▽

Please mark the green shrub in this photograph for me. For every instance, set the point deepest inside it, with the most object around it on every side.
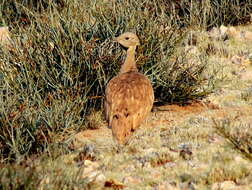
(63, 56)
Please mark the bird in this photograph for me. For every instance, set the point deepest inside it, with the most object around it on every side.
(129, 96)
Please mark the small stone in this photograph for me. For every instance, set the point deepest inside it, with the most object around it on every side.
(132, 180)
(166, 186)
(226, 185)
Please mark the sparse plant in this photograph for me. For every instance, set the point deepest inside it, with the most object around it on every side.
(239, 136)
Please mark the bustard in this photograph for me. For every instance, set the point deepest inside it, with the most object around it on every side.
(129, 96)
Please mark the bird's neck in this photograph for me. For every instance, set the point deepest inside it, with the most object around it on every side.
(130, 62)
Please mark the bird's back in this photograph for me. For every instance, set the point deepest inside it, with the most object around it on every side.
(129, 97)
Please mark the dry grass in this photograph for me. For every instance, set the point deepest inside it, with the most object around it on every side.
(53, 79)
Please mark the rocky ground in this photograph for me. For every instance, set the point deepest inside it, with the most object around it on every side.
(202, 145)
(185, 147)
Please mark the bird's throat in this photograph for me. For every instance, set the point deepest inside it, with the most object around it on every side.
(130, 62)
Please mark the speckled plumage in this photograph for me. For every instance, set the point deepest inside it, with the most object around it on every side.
(129, 96)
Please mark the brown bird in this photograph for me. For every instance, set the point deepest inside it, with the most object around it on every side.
(129, 96)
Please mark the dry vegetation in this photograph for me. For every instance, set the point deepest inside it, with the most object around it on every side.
(53, 77)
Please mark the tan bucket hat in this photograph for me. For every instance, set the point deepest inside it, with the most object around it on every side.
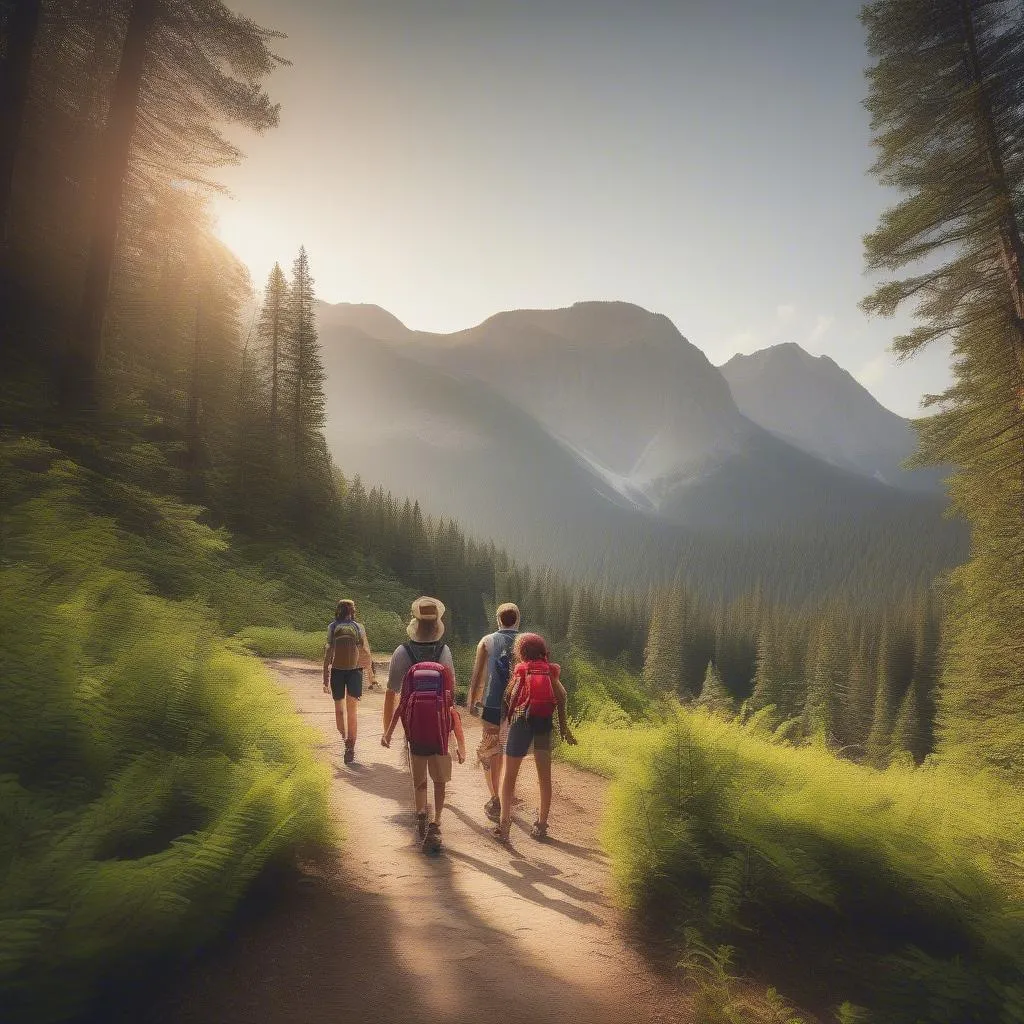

△

• [The exercise] Can you write out all the records again, substituting "image" for every "photograph", keeping everything else the same and leaving the pictures out?

• [Answer below]
Please mark the green shrub in this image for me. For every instance, set the point deepest inside it, with the most object around it on every side.
(63, 56)
Please mark the bird in this image for me. For every instance, set the point deepest inside it, with the most object around it on every side.
(129, 96)
Please mark the small stone in this image for me. For every instance, set the point deepest inside it, with the most object around it on every side.
(132, 180)
(166, 186)
(226, 185)
Please mark the sparse plant in this image for me. For every instance, set the point deepest inside it, with the most object around it on every side.
(239, 136)
Please mark the bustard in this image for me. For every instance, set the point deepest inside it, with the most object around it on every side.
(129, 96)
Please mark the bird's neck in this image for me. For every instance, set the point deepest inside it, with the most object around it on every side.
(130, 62)
Please mark the bird's back in this image for me. For every instance, set the point deepest inside it, with the most object around it on every side.
(129, 97)
Please mark the dry grass in this image for me. For every instance, set the point deepest inside it, with the most object around it on every side.
(53, 79)
Please mark the rocky ground in this image for me. For every instance, set the point deepest inside it, with the most object around it on every side.
(202, 145)
(185, 147)
Please mark the bird's throat in this image for me. For every instance, set the point deepest inside it, with the most object around it on every side.
(130, 62)
Please mark the speckled plumage in this image for me. For every instance, set the point deepest inside it, with the most object around it on every side.
(129, 96)
Please mark the brown bird in this image for me. For every instance, set the point deepest inside it, with the most object around it on every side.
(129, 96)
Please mark the dry vegetation in this image for me. For every instance, set the point deepest inside it, with the most object around it on every side.
(53, 77)
Please mark the tan bucket hat in this image for me. For every instance, set the point deepest inside it, with the most object around it on every side.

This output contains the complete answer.